Output the entire listing without altering anything.

=== Section Start ===

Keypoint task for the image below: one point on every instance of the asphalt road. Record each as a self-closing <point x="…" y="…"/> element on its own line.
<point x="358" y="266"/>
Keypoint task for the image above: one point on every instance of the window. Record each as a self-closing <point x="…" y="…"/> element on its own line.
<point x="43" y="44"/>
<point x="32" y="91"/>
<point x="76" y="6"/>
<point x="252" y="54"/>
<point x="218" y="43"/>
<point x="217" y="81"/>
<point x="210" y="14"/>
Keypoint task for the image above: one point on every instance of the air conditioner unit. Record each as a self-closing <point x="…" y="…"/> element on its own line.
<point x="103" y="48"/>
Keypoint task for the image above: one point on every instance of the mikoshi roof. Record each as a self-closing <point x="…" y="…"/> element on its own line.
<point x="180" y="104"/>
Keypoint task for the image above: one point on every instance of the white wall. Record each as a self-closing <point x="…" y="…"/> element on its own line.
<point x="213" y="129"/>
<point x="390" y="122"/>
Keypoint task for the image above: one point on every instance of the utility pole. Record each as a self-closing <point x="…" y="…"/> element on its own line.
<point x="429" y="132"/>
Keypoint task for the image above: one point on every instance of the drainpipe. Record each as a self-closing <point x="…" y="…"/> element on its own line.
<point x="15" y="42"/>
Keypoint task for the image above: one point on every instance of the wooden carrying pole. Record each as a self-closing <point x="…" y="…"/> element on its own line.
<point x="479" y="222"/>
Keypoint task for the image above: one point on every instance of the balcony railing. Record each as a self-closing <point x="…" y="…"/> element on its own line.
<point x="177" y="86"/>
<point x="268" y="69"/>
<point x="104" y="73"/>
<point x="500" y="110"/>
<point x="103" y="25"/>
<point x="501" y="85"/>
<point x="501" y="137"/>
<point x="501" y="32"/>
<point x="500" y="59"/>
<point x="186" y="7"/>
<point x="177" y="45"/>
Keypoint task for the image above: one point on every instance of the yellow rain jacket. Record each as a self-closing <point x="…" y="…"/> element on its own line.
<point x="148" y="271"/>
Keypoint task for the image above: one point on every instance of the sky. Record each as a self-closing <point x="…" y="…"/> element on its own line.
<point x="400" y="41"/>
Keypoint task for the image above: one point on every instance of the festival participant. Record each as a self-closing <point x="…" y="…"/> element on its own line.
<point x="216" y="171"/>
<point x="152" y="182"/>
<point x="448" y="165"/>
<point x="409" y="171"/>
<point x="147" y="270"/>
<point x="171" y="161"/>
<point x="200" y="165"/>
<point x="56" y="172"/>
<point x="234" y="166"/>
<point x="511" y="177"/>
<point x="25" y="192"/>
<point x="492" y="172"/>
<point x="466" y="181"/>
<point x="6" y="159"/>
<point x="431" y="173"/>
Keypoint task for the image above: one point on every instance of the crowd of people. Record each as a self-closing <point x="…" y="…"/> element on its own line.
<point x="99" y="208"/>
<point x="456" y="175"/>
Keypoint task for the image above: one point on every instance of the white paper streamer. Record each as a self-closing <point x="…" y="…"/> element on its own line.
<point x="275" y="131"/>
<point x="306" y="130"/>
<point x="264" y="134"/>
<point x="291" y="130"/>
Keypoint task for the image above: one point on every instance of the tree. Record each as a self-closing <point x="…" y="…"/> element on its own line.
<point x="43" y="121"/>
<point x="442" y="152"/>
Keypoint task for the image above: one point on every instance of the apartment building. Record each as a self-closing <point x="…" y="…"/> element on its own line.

=== Section End ===

SOLVED PROBLEM:
Keypoint task for the image below: one point on every instance of the asphalt road. Record each as a self-closing <point x="…" y="…"/> element on its own line.
<point x="358" y="266"/>
Keypoint task for the image above: one point on every instance of the window. Record each as a self-closing <point x="…" y="…"/> element on its own line.
<point x="43" y="44"/>
<point x="32" y="91"/>
<point x="76" y="6"/>
<point x="252" y="54"/>
<point x="218" y="43"/>
<point x="217" y="81"/>
<point x="210" y="14"/>
Keypoint task for the image above: one point on every instance of the air conditioner unit. Record each as a self-closing <point x="…" y="…"/> element on its own line.
<point x="103" y="48"/>
Keypoint task for the image above: one point on every instance of the mikoshi roof. Record each as a self-closing <point x="…" y="…"/> element on its own line.
<point x="180" y="104"/>
Keypoint task for the image above: one point on every instance of the white wall. Record each as a self-closing <point x="…" y="…"/> element on its own line.
<point x="213" y="129"/>
<point x="390" y="122"/>
Keypoint task for the image above: one point on every instance of the utility pole. Record each as a self-closing <point x="…" y="…"/> element on its own line.
<point x="429" y="132"/>
Keypoint task for the image above: one point on every instance of the drainpipe. Record each as a self-closing <point x="…" y="…"/> element on its own line.
<point x="15" y="42"/>
Keypoint task for the image above: one point on every instance of the wooden carrying pole. Record each as a self-closing <point x="…" y="…"/> element on its own line.
<point x="479" y="222"/>
Keypoint task for the image above: one point on every instance of the balcony railing. Record each as a self-closing <point x="…" y="…"/> element on its own line.
<point x="177" y="86"/>
<point x="268" y="69"/>
<point x="104" y="73"/>
<point x="500" y="110"/>
<point x="103" y="25"/>
<point x="501" y="85"/>
<point x="501" y="137"/>
<point x="501" y="32"/>
<point x="500" y="59"/>
<point x="186" y="7"/>
<point x="177" y="45"/>
Keypoint task for the image above: one point on every instance of the yellow rain jacket. Record each as a self-closing <point x="…" y="…"/> element on its own line.
<point x="148" y="271"/>
Keypoint task for the image above: one point on every instance of the sky. Record each as a self-closing <point x="…" y="…"/> element on its own line.
<point x="400" y="41"/>
Keypoint task for the image above: one point on every instance of the festival participant. Record each as a self-closing <point x="…" y="…"/> element on its own line.
<point x="216" y="171"/>
<point x="152" y="182"/>
<point x="448" y="165"/>
<point x="409" y="171"/>
<point x="147" y="270"/>
<point x="171" y="161"/>
<point x="200" y="165"/>
<point x="56" y="172"/>
<point x="234" y="166"/>
<point x="511" y="177"/>
<point x="25" y="192"/>
<point x="492" y="172"/>
<point x="466" y="181"/>
<point x="6" y="159"/>
<point x="431" y="173"/>
Keypoint task for the image above: one point on every instance of the crowd of people. Record each as a self-closing <point x="…" y="…"/> element on its own line.
<point x="99" y="208"/>
<point x="456" y="175"/>
Keypoint task for the image above: one point on every instance of the white paper streamer. Record each as a self-closing <point x="…" y="…"/> element on its own line.
<point x="275" y="131"/>
<point x="306" y="130"/>
<point x="264" y="134"/>
<point x="291" y="130"/>
Keypoint task for the image above: one point on every instance of the tree. Record each as a self-closing <point x="…" y="…"/> element on its own line.
<point x="43" y="121"/>
<point x="442" y="152"/>
Keypoint task for the image above: one point on every instance of the apartment building. Record each as a self-closing <point x="…" y="…"/> element on its own line.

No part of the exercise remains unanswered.